----- Task data -----

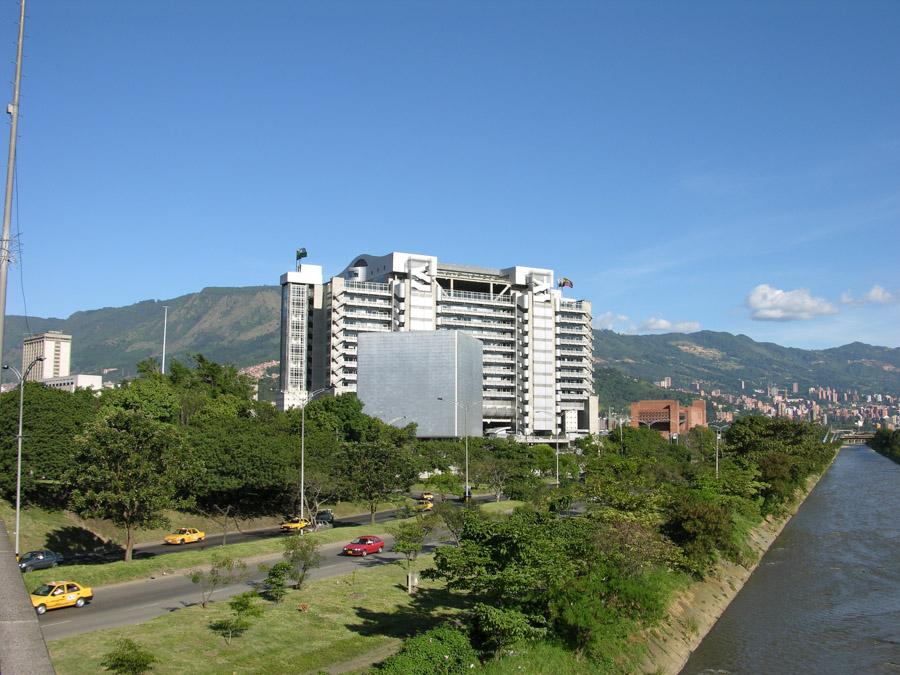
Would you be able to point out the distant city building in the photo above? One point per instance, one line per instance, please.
(668, 417)
(432, 378)
(73, 382)
(55, 347)
(537, 345)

-----

- _What you are asked to do_: Pictures aside, write out all of the records exactly.

- _Finished task_:
Would you be able to point out the distant city building in the photo above? One point per instance, one line per instance, please.
(668, 417)
(432, 378)
(73, 382)
(55, 347)
(537, 345)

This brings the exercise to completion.